■ **AIM OF THE TASK**:
Put the entries below into a Markdown table with the columns No. and Line, one row per line numbered in order, and leave out any blank lines.

■ **DATA EXCERPTS**:
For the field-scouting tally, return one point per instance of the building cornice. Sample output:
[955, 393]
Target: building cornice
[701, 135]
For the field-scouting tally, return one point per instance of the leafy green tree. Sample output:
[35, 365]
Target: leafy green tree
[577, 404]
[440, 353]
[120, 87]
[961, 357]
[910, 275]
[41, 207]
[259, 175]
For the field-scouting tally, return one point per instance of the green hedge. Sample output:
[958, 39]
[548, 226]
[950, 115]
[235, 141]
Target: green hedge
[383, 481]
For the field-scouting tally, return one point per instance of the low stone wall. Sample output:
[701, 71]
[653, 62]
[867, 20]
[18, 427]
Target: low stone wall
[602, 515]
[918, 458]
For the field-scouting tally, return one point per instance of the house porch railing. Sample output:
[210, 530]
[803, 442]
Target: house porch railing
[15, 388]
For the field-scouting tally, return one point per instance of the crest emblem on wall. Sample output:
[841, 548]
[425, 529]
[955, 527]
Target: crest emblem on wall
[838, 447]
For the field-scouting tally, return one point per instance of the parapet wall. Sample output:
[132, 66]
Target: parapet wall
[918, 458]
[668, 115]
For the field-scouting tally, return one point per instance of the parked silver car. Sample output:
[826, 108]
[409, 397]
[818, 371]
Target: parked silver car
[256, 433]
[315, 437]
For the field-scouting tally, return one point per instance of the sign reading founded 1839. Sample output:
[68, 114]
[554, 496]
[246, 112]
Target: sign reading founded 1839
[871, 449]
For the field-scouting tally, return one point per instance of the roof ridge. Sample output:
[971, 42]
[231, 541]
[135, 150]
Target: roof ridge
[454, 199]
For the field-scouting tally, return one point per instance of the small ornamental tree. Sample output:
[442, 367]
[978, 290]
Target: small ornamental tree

■ **WRITTEN RESPONSE**:
| No. | Line |
|---|---|
| 1 | For the field-scouting tally, return one point per instance of the building cornice. Sample output: |
| 2 | [955, 393] |
| 3 | Target: building cornice |
| 4 | [701, 135] |
| 5 | For the field-scouting tally, return one point per instance of the leafy green tree. Sample output: |
| 6 | [35, 365] |
| 7 | Target: leafy green tree |
| 8 | [577, 404] |
| 9 | [440, 353] |
| 10 | [120, 87] |
| 11 | [961, 357] |
| 12 | [910, 275] |
| 13 | [41, 207] |
| 14 | [259, 175] |
| 15 | For the field-scouting tally, return one point per instance of the green hedge. Sample output: |
| 16 | [958, 39] |
| 17 | [548, 226] |
| 18 | [950, 115] |
| 19 | [235, 141] |
| 20 | Target: green hedge |
| 21 | [383, 481] |
| 22 | For the field-scouting tally, return one point per instance of the low stone wall. Sample output: |
| 23 | [701, 71] |
| 24 | [653, 62] |
| 25 | [867, 20] |
| 26 | [18, 427] |
| 27 | Target: low stone wall |
| 28 | [602, 515] |
| 29 | [918, 458] |
| 30 | For the field-scouting tally, return one point per instance of the house porch railing. Sample output: |
| 31 | [210, 530] |
| 32 | [803, 442] |
| 33 | Target: house porch railing |
| 34 | [15, 388] |
| 35 | For the field-scouting tally, return one point per instance of the crest emblem on wall. Sample output: |
| 36 | [841, 548] |
| 37 | [425, 529] |
| 38 | [955, 527] |
| 39 | Target: crest emblem on wall |
| 40 | [838, 447] |
| 41 | For the field-scouting tally, return one point per instance of the parapet wall. Sample output: |
| 42 | [132, 66] |
| 43 | Target: parapet wall |
| 44 | [918, 458] |
| 45 | [668, 115] |
| 46 | For the field-scouting tally, return one point per instance of the parked silver car. Sample output: |
| 47 | [826, 108] |
| 48 | [409, 397] |
| 49 | [818, 371] |
| 50 | Target: parked silver car |
| 51 | [256, 433] |
| 52 | [315, 437] |
| 53 | For the field-scouting tally, return one point per instance of the sign reading founded 1839. Sample output: |
| 54 | [68, 114] |
| 55 | [554, 496] |
| 56 | [246, 112] |
| 57 | Target: sign reading founded 1839 |
| 58 | [871, 449] |
| 59 | For the field-scouting tally, return one point per instance of the roof ridge. Sample output: |
| 60 | [971, 42] |
| 61 | [231, 541] |
| 62 | [135, 150] |
| 63 | Target: roof ridge |
| 64 | [454, 199] |
| 65 | For the field-scouting tally, return one point per instance of the small ornamental tree. Sample output: |
| 66 | [442, 367] |
| 67 | [978, 290] |
| 68 | Target: small ornamental tree |